Pick up the text below on PAH releases from tailings ponds in the Athabasca oil sands region, starting right after its last sentence.

Excerpt:
_ _ _ _
In their paper, Parajulee and Wania (1) use a multimedia fate model to argue that emissions of polycyclic aromatic hydrocarbons (PAHs) in environmental impact assessments conducted to approve developments in the Athabasca oil sands region (AOSR) are likely underestimated. The discrepancy between their model and reported emissions was mainly attributed to indirect evaporative releases of PAHs from tailings ponds (TPs).

With the exception of naphthenic acids, dissolved concentrations of most organic contaminants in TPs and in adjacent shallow groundwater are very low (2⇓–4). Recently, Wang et al. (3) reported concentrations <0.8 µg/L for total US Environmental Protection Agency PAHs in two unspecified TPs. In another study, dissolved concentrations of phenanthrene (PHE), pyrene (PYR), and benzo(a)pyrene (BaP)—the three proxy PAHs used in the model—in two different TPs measured in summer 2011 were each <2.0 µg/L (4). These values ranged from around 10 to several hundred times lower than the simulated summer 2009 concentrations reported by Parajulee and Wania (1). A reason for the very large discrepancy between simulated and measured dissolved PAH concentrations in TPs was not provided. Clearly the model is unable to accurately simulate what has been measured in the field and underestimates the role of sorption in tailings sediments, the most likely process for removal of PAHs, even those with relatively higher K_AW values (e.g., PHE).
_ _ _ _
Records provided:
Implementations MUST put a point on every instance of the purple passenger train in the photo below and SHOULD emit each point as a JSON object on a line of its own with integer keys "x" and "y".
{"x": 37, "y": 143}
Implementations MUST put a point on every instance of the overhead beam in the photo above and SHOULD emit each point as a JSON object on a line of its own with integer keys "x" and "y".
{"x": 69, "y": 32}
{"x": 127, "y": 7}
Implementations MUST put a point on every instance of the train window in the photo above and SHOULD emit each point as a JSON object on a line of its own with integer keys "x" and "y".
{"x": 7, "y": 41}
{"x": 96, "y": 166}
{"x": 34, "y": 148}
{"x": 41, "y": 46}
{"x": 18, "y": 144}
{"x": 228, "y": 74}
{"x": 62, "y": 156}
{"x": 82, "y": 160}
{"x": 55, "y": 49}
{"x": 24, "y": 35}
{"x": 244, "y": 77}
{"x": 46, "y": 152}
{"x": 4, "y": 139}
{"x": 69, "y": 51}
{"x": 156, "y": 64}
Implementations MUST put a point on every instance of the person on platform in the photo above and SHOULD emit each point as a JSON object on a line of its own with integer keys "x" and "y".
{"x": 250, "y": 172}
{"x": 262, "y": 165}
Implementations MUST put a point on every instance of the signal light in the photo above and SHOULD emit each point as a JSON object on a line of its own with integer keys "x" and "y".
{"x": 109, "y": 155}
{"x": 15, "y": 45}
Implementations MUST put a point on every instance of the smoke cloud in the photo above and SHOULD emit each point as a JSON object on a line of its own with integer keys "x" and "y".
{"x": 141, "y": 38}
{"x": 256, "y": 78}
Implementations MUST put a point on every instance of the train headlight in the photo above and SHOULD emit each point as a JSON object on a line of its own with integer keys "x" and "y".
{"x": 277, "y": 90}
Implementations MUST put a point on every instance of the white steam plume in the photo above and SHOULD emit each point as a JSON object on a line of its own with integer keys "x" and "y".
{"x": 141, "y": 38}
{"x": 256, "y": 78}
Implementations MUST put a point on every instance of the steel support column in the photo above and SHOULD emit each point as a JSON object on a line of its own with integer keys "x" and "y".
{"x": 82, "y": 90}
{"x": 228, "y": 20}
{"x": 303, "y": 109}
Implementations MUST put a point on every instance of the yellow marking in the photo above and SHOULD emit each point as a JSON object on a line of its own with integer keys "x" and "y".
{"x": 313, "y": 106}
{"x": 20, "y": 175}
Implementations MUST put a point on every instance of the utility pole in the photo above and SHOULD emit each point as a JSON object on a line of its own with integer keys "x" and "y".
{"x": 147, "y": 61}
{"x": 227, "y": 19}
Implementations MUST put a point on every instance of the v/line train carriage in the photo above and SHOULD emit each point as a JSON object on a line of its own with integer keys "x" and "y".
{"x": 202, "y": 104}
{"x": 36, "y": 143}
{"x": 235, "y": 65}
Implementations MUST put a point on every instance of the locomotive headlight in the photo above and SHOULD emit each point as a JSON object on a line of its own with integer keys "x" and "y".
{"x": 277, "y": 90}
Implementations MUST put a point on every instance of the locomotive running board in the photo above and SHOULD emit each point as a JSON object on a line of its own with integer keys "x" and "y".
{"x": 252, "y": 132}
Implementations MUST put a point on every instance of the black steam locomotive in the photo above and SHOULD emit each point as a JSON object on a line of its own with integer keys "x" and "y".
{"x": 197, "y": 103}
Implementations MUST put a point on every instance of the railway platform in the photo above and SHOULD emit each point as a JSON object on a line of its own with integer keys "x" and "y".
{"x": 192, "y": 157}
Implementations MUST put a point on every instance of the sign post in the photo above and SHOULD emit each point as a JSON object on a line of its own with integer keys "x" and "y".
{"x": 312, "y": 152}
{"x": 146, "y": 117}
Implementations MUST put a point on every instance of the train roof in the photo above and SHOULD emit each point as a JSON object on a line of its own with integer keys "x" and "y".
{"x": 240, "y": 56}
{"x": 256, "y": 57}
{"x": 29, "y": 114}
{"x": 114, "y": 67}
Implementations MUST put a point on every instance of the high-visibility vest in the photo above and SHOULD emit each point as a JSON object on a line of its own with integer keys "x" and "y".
_ _ _ _
Result below:
Using lichens as a tool for receptor modeling of air pollution in the AOSR, Studabaker et al. (5) found significant correlations between concentrations of total PAHs and metals deriving from lithogenic sources in samples located up to around 200 km away from the main area of mining activities. In conjunction with the observation that PAH concentrations drop off sharply as the distance from the mines increases, these data pointed to mine dust as an important source for airborne PAHs. Another study used diagnostic ratios and compound-specific δ¹³C signatures to delineate historical sources of PAHs in sediment cores from two lakes located 40 and 55 km east of the main area of mining operations (6). An increasingly larger input of petroleum-derived PAHs over the last 30 y was attributed to the deposition of bitumen in dust particles associated with wind erosion from open pit mines. Although Parajulee and Wania hint that dust could be an important source of atmospheric PAHs with relatively low K_AW values (e.g., BaP), it was the δ¹³C signatures of PAHs with relatively higher K_AW values (C1-fluorene and dibenzothiophene) that provided evidence for a fugitive dust origin in recent sediments (6). Emissions from upgrading facilities have also been suggested as a principal source of PAHs to the surrounding AOSR environment (7, 8). Evaluating the relative importance of these two sources should be a goal of future research.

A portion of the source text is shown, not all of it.